■ Problem to work on ■
Output the data below exactly, down to the last character.

■ Provided material ■
# # # #

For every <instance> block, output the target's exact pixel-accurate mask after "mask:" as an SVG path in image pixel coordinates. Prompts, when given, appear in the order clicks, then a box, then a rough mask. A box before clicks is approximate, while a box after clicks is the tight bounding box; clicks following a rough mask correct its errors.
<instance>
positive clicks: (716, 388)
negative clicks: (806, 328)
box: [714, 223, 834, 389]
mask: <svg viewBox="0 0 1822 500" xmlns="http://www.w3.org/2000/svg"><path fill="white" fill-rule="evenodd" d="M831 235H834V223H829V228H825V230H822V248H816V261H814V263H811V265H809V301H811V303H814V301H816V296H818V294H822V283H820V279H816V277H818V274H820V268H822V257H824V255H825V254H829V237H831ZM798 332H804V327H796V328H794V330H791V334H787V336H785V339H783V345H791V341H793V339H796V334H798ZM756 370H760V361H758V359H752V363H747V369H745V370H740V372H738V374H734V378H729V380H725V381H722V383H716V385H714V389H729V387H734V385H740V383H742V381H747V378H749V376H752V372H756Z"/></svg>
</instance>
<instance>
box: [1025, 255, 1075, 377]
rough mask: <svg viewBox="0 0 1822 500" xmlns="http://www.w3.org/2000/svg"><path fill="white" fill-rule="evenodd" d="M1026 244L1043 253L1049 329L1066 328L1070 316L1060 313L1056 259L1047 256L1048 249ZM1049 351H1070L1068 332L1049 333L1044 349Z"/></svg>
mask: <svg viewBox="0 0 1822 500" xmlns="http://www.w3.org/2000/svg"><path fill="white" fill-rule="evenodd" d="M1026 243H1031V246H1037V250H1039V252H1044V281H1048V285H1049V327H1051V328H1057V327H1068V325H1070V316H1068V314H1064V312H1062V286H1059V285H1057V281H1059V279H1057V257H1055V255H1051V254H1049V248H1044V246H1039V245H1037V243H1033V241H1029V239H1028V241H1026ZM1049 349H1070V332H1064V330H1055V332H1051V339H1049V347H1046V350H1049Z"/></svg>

# # # #

■ Response to this task ■
For every <instance> block, output the target's exact pixel-accurate mask after "mask:" as an SVG path in image pixel coordinates. Prompts, when given, appear in the order clicks, then a box, then a rough mask. A box before clicks is approximate, while a box after clicks is the tight bounding box; clicks following a rough mask correct its errors.
<instance>
positive clicks: (716, 388)
negative clicks: (806, 328)
box: [714, 223, 834, 389]
mask: <svg viewBox="0 0 1822 500" xmlns="http://www.w3.org/2000/svg"><path fill="white" fill-rule="evenodd" d="M831 235H834V223H829V228H825V230H822V248H816V261H814V263H811V265H809V301H811V303H814V301H816V296H818V294H822V283H820V279H816V277H818V274H820V268H822V257H824V255H825V254H829V237H831ZM798 332H804V327H796V328H794V330H791V334H787V336H785V339H783V345H791V341H793V339H796V334H798ZM756 370H760V361H758V359H752V363H747V369H745V370H740V372H738V374H734V378H729V380H725V381H722V383H716V385H714V389H729V387H734V385H740V383H742V381H747V378H749V376H752V372H756Z"/></svg>
</instance>
<instance>
box: [1025, 255, 1075, 377]
rough mask: <svg viewBox="0 0 1822 500" xmlns="http://www.w3.org/2000/svg"><path fill="white" fill-rule="evenodd" d="M1026 244L1043 253L1049 329L1066 328L1070 316L1060 313L1056 259L1047 256L1048 249ZM1049 351H1070L1068 332L1049 333L1044 349Z"/></svg>
mask: <svg viewBox="0 0 1822 500" xmlns="http://www.w3.org/2000/svg"><path fill="white" fill-rule="evenodd" d="M1026 243H1031V246H1037V250H1039V252H1044V281H1048V285H1049V327H1051V328H1057V327H1068V325H1070V316H1068V314H1064V312H1062V286H1059V285H1057V281H1059V279H1057V257H1055V255H1051V254H1049V248H1044V246H1039V245H1037V243H1033V241H1029V239H1028V241H1026ZM1049 349H1070V332H1064V330H1055V332H1051V339H1049V347H1046V350H1049Z"/></svg>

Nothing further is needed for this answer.